> YOUR OBJECTIVE:
Place each line of the material below into a Markdown table with the columns No. and Line. Number the rows, and omit blank lines and any pictures.

* Begin RECORDS PROVIDED *

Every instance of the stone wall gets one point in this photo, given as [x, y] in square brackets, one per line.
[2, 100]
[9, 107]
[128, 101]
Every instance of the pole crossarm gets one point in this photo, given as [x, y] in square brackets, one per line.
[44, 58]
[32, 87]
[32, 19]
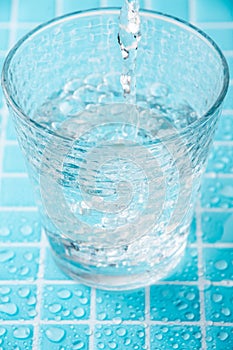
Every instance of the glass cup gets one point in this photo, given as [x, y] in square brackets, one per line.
[115, 181]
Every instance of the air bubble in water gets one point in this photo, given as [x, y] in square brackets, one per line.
[55, 334]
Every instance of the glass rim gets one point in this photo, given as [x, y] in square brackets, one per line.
[112, 10]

* End RECORDS PROVIDED *

> COMPLETED EXERCISE:
| No. | Line |
|---|---|
| 1 | Every instance of the stone wall gets one point in this photo, given as [x, y] in square brackets, one per line. |
| 2 | [2, 100] |
| 3 | [9, 107] |
| 4 | [128, 101] |
| 5 | Every instance of the pole crossarm gets one point in this photo, given as [x, y] in square brackets, one per line. |
| 6 | [44, 58] |
| 7 | [32, 87] |
| 8 | [32, 19] |
| 9 | Every instance of the glass cup gets one point in this photo, given as [x, y] in square brackets, one per line. |
| 10 | [115, 181] |
| 11 | Every instance of the air bubble in water gets one point in this photo, given as [x, y] in square brackets, one per line. |
| 12 | [55, 334] |
| 13 | Every instance of the glass rim gets one point in this photo, given as [x, y] in square brackets, one per line. |
| 14 | [112, 10] |